**Task goal:** Copy the entire listing, down to the final line, exactly.

**Extracted information:**

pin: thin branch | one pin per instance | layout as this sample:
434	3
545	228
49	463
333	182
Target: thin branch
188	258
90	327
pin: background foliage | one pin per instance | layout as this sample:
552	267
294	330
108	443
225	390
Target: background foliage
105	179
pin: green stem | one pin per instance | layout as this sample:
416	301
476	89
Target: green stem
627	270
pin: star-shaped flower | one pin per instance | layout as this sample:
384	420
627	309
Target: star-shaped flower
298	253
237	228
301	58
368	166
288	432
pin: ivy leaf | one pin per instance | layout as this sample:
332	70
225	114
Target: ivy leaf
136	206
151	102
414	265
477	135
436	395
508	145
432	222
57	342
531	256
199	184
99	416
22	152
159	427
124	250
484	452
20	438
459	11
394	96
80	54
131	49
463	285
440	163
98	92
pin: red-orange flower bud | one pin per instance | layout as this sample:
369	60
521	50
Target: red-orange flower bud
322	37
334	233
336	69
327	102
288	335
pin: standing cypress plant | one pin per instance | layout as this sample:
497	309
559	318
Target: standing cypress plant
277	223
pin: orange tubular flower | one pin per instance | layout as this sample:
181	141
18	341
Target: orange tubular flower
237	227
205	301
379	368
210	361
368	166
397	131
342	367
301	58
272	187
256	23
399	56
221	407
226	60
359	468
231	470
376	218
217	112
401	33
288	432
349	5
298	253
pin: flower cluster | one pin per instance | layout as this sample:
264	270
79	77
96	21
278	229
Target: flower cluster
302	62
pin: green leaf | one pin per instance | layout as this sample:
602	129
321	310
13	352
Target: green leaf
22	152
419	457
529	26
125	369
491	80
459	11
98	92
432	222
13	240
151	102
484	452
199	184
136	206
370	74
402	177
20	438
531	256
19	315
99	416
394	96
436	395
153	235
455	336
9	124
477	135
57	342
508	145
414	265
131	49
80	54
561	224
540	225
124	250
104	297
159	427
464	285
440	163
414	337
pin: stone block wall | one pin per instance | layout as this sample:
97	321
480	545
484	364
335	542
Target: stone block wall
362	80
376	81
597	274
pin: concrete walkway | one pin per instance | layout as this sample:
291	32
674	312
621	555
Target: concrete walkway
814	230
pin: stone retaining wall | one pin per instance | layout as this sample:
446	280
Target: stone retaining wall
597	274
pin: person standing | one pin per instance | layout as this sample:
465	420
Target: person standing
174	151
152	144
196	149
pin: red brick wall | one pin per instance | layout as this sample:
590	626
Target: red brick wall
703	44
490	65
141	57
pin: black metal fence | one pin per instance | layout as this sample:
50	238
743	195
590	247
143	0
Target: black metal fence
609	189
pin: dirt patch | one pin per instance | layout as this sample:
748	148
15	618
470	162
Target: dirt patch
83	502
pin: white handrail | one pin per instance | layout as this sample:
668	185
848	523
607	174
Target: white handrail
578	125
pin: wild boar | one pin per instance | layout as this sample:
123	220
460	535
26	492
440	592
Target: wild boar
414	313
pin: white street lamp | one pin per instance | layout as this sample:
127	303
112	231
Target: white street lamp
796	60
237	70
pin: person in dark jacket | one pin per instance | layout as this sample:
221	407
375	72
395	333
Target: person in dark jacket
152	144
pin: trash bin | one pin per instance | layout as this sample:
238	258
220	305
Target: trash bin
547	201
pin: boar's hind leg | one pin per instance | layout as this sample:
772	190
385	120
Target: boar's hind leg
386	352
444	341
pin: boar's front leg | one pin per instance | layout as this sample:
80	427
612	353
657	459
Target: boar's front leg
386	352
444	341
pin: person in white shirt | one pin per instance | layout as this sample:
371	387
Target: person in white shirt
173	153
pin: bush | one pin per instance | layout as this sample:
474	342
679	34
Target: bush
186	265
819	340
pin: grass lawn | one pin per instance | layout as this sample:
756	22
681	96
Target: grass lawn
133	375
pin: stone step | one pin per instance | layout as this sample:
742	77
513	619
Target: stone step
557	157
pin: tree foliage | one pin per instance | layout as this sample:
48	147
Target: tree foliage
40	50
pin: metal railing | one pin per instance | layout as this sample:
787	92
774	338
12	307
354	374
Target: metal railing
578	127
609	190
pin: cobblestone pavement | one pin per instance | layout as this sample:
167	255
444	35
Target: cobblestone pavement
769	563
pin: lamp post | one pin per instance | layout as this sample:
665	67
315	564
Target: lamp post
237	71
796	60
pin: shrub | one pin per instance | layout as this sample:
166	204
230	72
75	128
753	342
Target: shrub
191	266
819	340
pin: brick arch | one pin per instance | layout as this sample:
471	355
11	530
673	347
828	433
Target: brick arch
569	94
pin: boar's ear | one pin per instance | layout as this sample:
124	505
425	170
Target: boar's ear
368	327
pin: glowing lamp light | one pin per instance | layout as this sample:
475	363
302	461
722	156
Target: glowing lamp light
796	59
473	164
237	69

**Finished task:**
pin: thin branch | one pin per instance | layout as this sample:
434	3
545	228
49	463
333	182
Target: thin branch
188	258
90	327
pin: background foliage | one pin per instance | layout as this sample:
552	267
294	330
108	443
225	390
Target: background foliage
105	179
pin: green stem | one pin per instance | layout as this sample:
416	301
476	89
Target: green stem
627	270
pin: star-shaped flower | one pin per instance | layout as this sample:
384	420
627	309
Target: star-shaped flower
298	253
237	228
301	58
368	166
288	432
pin: ivy leaf | one pin per instance | layout as this sample:
332	70
225	114
Target: ivy leaf
136	206
151	102
414	265
477	135
436	395
508	145
432	222
57	342
531	256
199	184
99	416
22	152
159	427
124	250
484	452
20	438
459	11
394	96
80	54
131	49
463	285
440	163
98	92
pin: red-orange flower bud | one pin per instance | layout as this sample:
369	60
521	50
Target: red-orange flower bud
322	37
334	233
336	69
327	102
288	335
pin: standing cypress plant | one pin per instance | layout as this sample:
497	309
559	318
Target: standing cypress plant
277	223
pin: orange tubular flower | one pin per instance | layout as this sample:
181	141
18	341
Target: orange tubular flower
237	227
205	301
379	368
210	361
368	166
397	131
342	367
301	58
272	187
256	23
399	56
221	407
226	60
359	468
231	470
376	218
217	112
401	33
288	432
349	5
298	253
pin: flower cluster | one pin per instance | layout as this sample:
264	270
79	77
96	21
278	229
Target: flower cluster
302	62
pin: green leaf | one pin per instance | layout as this sample:
602	129
321	310
13	352
Target: green leaf
22	152
419	457
529	26
125	369
491	80
459	11
98	92
432	222
13	240
151	102
484	452
199	184
136	206
370	74
402	177
20	438
531	256
19	315
99	416
394	96
436	395
153	235
455	336
9	124
477	135
57	342
508	145
414	265
131	49
80	54
561	224
540	225
124	250
104	297
159	427
464	285
440	163
414	337
pin: stone block wall | one pin per instance | layout as this sample:
97	321
480	545
484	364
335	542
Target: stone block wall
362	80
376	81
597	274
pin: concrete walkway | one pin per instance | layout as this sample:
291	32
674	312
621	555
Target: concrete walkway
814	230
pin: stone retaining wall | one pin per instance | layout as this sample:
446	280
Target: stone retaining wall
597	274
pin: person standing | one pin per instance | layout as this sample:
465	420
Target: person standing
174	151
152	144
196	149
pin: red brick wall | one pin per instance | layout as this sample:
590	626
Target: red brick wall
703	44
490	65
141	57
pin: black metal fence | one pin per instance | layout as this sample:
50	238
743	195
590	247
143	0
Target: black metal fence
609	189
pin: dirt patch | one pin per instance | layout as this sample:
748	148
15	618
470	162
Target: dirt patch
83	502
pin: white handrail | one pin per instance | layout as this sample:
668	185
848	523
607	174
Target: white handrail
578	125
pin: wild boar | one pin per instance | layout as this sample:
123	220
460	535
26	492
440	592
Target: wild boar
414	313
pin: white street lamp | one pin per instance | layout as this sample:
127	303
112	231
Target: white street lamp
796	60
237	70
pin: person in dark jacket | one pin per instance | layout as this sample:
221	407
375	72
395	333
Target: person in dark jacket
152	144
pin: trash bin | one pin per instance | layout as this sample:
238	258
220	305
Target: trash bin
547	201
pin: boar's hind leg | one pin per instance | layout as this sample:
772	190
385	120
Target: boar's hind leg
386	352
444	341
pin: boar's front leg | one pin per instance | layout as this sample:
80	427
612	353
657	459
Target: boar's front leg
386	352
444	341
pin: person in white shirt | one pin per instance | layout as this sample:
371	387
Target: person in white shirt
173	153
pin: bush | one pin per instance | layout as this sample:
474	342
679	34
Target: bush
186	265
819	340
pin: grass lawn | one pin per instance | layout as this sample:
756	22
681	96
Target: grass lawn
133	375
pin: stone step | one pin per instance | layout as this sample:
742	77
513	619
Target: stone step
557	157
pin: tree foliage | one pin per instance | layout as this sample:
48	147
Target: tree foliage
40	50
pin: metal railing | one pin per instance | layout as this sample:
787	92
774	338
12	307
354	374
Target: metal railing
578	127
609	190
pin: cobblestone pavement | one pin per instance | layout as this sample:
167	255
444	35
Target: cobblestone pavement
769	563
pin: lamp post | one pin per instance | layout as this sample:
665	67
315	564
Target: lamp post
237	71
796	60
pin: shrub | one pin per instance | layout as this sample:
166	204
230	72
75	128
753	342
Target: shrub
191	266
819	340
pin: brick arch | one pin per instance | layout as this sample:
471	355
11	530
673	347
828	433
Target: brick arch
569	94
pin: boar's ear | one pin per instance | layout as this sample:
124	505
425	170
Target: boar's ear
368	327
pin: glowing lamp light | one pin per instance | layout as this sample:
475	363
302	461
722	156
Target: glowing lamp light
796	59
473	164
237	69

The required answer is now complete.